Excerpt to read »
┌────────

Uncertainties include the prospect of disruptions to economic activity from tariffs imposed by the US on China, Europe, Canada and others, and counter-tariffs imposed by those nations on the US Emerging markets also look vulnerable if capital flight spreads beyond a handful of countries grappling with currency crises.

Then there is the potential for discord between the Federal Reserve and President Trump, who has criticized the US central bank in recent weeks for raising interest rates.

Fed Chairman Jerome Powell headlines a long list of central bankers gathering in the Grand Tetons this week for the Fed’s annual mountain retreat.

 The formal discussion will be about the impact of monopolies on economic activity, but these other issues are sure to dominate sideline talk over cocktails and mountain hiking.

Despite the uncertainties, the world’s central banks are still managing a relatively bright global economic outlook. For the second straight year, all 45 countries tracked by the Organization for Economic Cooperation and Development are expected to see their economies grow, though just 20 are set to see output accelerate from last year, down from 33 in 2017.

The International Monetary Fund in July projected global economic output will grow 3.9 per cent this year and next.

That would represent the strongest two-year growth run since 2010 and ’11, when economies enjoyed a short-lived rebound from the 2008 financial crisis.

Inflation, meanwhile, has picked up to the modest levels many central bankers target after years of running very low.

“The reality is labor markets across the world have been tightening,” said Raghuram Rajan, who led the Reserve Bank of India from 2013 to 2016. “There are various reasons why we haven’t seen strong wage inflation, but those reasons are becoming weaker as we go further into this expansion.”

Against that backdrop, policy makers have turned to slowly reversing low interest-rate policies that were meant to prevent a downward drift into deflation and recession.

“There is a sense that the global deflation risks have diminished,” said Adam Posen, president of the Peterson Institute for International Economics in Washington. More policy makers “are looking at how the balance of risks has changed from being premature in tightening versus being behind the curve on high asset prices and credit lending booms.”

└────────

Stated exercise A » List every organization named in the passage on central banks and the global economy.
Stated exercise B » In the passage on central banks and the global economy, copy word for word the stretch from "Despite the uncertainties, the" through "2008 financial crisis.".

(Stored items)
┌────────

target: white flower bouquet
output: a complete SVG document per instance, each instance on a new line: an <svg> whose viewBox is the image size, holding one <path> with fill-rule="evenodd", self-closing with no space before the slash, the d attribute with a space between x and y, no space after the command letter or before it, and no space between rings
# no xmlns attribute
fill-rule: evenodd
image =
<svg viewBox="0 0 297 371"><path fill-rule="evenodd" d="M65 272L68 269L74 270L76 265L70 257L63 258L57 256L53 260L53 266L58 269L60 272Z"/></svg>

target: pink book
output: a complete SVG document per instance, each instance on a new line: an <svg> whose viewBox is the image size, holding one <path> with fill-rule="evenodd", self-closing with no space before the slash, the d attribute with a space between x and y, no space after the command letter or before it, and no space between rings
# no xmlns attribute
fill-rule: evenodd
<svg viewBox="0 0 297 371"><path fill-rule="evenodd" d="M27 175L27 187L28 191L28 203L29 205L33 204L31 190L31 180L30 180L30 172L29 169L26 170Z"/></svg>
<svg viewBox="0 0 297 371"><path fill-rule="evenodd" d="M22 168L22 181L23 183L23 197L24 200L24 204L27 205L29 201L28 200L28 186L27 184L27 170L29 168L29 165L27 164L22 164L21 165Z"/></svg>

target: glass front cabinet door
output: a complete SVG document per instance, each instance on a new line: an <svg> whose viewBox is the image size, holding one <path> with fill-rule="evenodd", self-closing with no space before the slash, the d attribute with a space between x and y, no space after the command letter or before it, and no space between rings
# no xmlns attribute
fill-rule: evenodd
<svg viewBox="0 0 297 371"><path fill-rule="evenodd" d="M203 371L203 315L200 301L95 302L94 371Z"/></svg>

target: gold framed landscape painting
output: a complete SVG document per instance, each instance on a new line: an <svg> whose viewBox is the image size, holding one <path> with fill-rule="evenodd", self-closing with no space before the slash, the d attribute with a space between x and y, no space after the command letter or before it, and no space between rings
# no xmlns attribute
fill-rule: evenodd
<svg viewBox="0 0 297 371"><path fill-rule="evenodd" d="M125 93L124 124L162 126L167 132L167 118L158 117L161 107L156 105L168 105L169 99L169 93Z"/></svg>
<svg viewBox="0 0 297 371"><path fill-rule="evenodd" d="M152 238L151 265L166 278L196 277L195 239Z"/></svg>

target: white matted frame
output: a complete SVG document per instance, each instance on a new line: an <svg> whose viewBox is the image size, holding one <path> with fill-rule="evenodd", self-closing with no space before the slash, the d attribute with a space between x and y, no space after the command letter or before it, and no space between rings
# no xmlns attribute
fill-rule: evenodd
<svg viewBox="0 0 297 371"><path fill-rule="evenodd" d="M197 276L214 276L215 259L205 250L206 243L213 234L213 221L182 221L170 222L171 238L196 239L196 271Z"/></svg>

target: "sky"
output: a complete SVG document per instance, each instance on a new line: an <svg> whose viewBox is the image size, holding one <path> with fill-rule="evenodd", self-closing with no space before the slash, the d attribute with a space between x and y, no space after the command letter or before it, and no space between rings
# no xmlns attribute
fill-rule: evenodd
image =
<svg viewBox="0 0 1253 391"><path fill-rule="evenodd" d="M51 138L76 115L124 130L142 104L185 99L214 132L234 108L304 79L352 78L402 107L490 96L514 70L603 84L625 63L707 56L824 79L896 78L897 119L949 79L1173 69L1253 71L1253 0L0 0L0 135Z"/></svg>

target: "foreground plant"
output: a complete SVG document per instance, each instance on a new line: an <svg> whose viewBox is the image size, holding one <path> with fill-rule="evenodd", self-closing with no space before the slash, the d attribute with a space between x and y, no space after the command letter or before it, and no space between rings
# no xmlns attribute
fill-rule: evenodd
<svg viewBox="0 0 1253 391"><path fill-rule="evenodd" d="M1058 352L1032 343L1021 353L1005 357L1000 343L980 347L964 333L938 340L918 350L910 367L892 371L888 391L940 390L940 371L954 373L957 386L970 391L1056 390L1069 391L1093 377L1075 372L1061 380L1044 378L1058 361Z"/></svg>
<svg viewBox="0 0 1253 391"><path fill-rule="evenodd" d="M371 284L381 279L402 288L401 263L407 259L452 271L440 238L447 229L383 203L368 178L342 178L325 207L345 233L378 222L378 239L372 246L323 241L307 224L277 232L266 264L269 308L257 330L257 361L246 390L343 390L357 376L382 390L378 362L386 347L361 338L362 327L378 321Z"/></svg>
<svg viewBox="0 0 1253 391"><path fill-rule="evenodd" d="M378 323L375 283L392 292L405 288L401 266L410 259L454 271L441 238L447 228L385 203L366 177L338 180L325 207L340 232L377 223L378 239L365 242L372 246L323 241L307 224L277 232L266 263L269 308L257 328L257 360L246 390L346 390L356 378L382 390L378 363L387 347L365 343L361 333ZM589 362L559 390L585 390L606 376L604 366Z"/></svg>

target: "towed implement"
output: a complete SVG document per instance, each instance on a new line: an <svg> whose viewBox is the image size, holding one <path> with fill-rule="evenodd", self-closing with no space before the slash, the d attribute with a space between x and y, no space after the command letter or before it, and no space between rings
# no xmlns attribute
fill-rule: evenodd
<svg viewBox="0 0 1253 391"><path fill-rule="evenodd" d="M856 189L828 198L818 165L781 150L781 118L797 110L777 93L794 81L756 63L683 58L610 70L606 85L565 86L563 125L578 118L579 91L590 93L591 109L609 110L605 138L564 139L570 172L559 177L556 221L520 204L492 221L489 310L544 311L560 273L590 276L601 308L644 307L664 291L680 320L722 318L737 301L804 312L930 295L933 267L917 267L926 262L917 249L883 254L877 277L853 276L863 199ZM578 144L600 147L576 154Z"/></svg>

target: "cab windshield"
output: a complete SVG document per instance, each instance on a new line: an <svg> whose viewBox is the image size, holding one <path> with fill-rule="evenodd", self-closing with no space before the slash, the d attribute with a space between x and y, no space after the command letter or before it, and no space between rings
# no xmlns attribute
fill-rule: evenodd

└────────

Output A »
- Federal Reserve
- Organization for Economic Cooperation and Development
- International Monetary Fund
- Reserve Bank of India
- Peterson Institute for International Economics

Output B »
Despite the uncertainties, the world’s central banks are still managing a relatively bright global economic outlook. For the second straight year, all 45 countries tracked by the Organization for Economic Cooperation and Development are expected to see their economies grow, though just 20 are set to see output accelerate from last year, down from 33 in 2017.

The International Monetary Fund in July projected global economic output will grow 3.9 per cent this year and next.

That would represent the strongest two-year growth run since 2010 and ’11, when economies enjoyed a short-lived rebound from the 2008 financial crisis.